## ACTIVITY
Read through the lines below and copy the ones holding the string "chimney".

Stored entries
* * * * *

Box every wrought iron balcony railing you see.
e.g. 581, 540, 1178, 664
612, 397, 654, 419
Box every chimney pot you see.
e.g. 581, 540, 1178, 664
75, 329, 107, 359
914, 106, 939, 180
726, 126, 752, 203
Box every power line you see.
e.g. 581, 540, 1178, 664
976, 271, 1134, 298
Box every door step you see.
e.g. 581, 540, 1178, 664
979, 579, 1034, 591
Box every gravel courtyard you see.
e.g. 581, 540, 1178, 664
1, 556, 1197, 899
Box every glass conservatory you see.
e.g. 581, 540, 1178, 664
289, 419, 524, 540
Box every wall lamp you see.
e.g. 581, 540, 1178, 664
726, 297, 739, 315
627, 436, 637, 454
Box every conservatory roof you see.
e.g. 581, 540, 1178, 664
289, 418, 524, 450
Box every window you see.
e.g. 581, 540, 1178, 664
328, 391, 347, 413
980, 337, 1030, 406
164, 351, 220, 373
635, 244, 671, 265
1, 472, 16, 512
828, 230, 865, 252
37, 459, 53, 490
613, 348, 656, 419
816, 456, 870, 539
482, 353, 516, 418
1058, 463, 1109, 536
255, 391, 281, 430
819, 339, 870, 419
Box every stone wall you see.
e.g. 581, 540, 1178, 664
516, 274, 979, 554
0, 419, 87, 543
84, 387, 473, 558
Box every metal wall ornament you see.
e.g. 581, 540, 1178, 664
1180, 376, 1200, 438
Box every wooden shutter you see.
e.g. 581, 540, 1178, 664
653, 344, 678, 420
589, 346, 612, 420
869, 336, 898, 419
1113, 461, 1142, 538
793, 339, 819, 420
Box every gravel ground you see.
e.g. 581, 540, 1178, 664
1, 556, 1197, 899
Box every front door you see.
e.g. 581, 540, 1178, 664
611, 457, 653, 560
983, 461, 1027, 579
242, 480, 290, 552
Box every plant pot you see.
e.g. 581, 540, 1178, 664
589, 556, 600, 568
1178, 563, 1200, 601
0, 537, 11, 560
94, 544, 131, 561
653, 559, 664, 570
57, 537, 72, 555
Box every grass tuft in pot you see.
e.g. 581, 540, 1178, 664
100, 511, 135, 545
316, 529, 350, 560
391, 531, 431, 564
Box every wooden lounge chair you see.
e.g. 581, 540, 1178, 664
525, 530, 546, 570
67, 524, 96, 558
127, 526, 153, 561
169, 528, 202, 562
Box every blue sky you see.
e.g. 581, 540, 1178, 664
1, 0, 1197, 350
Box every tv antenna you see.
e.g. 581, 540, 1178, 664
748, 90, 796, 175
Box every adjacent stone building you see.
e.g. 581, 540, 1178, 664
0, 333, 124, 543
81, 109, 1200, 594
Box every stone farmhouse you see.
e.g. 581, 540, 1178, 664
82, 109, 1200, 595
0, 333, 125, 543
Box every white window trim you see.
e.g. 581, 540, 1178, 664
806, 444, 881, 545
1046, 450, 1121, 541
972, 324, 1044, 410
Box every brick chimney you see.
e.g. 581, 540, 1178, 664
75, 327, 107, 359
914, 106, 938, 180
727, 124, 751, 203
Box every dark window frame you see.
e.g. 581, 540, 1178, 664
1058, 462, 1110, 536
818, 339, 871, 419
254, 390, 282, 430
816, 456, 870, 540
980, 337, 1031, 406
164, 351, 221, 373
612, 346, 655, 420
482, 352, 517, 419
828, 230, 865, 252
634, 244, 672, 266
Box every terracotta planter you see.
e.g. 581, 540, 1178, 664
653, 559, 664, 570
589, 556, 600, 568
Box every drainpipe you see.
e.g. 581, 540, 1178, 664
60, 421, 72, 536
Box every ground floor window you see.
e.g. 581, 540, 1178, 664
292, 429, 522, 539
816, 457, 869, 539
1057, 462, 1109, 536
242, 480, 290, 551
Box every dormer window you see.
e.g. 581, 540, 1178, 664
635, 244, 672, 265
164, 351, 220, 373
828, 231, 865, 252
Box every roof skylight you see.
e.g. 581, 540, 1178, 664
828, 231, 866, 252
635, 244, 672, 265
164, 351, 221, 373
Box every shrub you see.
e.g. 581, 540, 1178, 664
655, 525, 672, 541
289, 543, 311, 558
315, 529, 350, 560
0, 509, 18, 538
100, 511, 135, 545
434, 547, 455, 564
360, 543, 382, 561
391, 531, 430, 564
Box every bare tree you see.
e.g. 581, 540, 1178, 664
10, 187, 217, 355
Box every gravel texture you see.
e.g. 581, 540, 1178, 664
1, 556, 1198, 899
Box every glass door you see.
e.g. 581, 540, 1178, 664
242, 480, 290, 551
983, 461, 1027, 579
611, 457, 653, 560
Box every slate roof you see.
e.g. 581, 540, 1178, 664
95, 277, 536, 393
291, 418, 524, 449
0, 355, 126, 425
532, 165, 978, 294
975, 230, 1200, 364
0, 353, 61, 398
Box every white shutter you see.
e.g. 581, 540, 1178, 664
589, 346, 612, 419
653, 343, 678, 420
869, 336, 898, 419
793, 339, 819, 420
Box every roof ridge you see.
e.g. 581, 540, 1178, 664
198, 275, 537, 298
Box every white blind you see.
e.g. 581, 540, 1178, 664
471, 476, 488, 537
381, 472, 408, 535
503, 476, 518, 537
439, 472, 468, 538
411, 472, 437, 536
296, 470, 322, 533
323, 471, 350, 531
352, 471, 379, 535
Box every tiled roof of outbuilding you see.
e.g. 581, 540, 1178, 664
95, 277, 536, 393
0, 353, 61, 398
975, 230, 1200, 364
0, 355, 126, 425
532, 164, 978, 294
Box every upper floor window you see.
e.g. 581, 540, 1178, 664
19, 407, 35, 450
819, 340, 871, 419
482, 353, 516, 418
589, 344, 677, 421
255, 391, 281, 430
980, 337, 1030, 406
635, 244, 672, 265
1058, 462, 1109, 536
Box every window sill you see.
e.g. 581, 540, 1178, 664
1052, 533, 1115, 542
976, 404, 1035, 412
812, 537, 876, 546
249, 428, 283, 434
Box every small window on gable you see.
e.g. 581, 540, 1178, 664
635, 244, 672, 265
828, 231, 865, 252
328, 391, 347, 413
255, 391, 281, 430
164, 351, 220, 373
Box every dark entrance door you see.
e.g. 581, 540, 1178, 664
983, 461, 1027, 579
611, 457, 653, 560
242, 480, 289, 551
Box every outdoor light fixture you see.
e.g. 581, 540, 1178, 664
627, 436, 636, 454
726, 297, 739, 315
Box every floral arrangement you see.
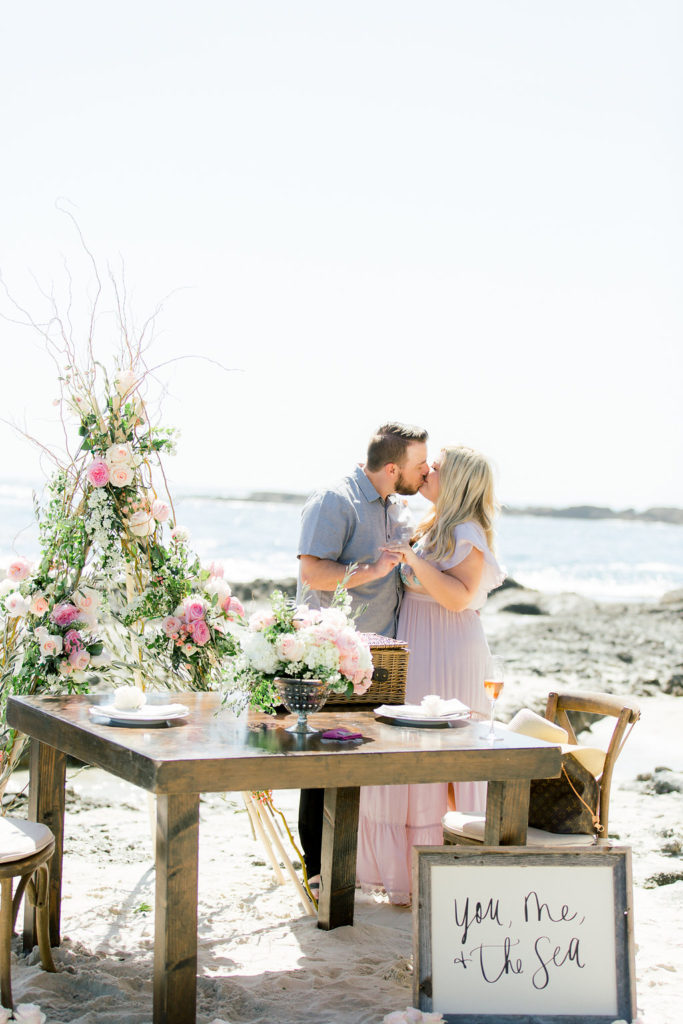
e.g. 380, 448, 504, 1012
223, 586, 374, 713
0, 248, 240, 799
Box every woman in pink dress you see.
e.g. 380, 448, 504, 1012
356, 445, 505, 905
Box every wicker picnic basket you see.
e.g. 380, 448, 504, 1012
324, 633, 409, 706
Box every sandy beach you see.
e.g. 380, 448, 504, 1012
4, 586, 683, 1024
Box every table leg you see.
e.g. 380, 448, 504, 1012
317, 786, 359, 931
24, 740, 67, 950
154, 793, 200, 1024
485, 780, 530, 845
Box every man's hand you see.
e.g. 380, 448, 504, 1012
372, 549, 402, 578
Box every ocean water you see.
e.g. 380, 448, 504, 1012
2, 482, 683, 603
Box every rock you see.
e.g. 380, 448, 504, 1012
663, 673, 683, 695
230, 577, 297, 603
501, 602, 545, 615
651, 769, 683, 794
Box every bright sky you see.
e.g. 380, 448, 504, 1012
1, 2, 681, 509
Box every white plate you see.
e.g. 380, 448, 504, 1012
89, 703, 189, 725
374, 706, 471, 727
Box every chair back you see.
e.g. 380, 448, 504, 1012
544, 690, 640, 837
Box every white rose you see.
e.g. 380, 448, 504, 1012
182, 643, 197, 656
72, 587, 101, 614
205, 577, 231, 600
109, 465, 134, 488
128, 509, 156, 537
114, 369, 137, 397
14, 1003, 47, 1024
171, 525, 190, 543
5, 592, 30, 618
39, 634, 63, 658
105, 442, 134, 466
113, 685, 146, 710
0, 578, 17, 597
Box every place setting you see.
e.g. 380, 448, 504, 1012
374, 693, 472, 728
88, 686, 189, 727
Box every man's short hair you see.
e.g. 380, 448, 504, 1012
366, 422, 429, 471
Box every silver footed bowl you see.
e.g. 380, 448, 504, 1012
274, 677, 329, 734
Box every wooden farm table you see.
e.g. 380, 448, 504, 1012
8, 692, 562, 1024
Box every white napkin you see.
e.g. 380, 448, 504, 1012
376, 696, 470, 719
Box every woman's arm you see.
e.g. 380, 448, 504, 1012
384, 543, 484, 612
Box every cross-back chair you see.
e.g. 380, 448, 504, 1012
443, 689, 641, 847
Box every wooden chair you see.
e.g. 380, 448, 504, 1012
443, 690, 641, 847
0, 816, 57, 1009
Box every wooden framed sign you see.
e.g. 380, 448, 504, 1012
413, 845, 636, 1023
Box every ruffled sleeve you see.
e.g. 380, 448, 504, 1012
439, 521, 506, 605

* * * * *

## COMPLETED EXERCISE
Box every chimney pot you see.
Box every brick chimney you see.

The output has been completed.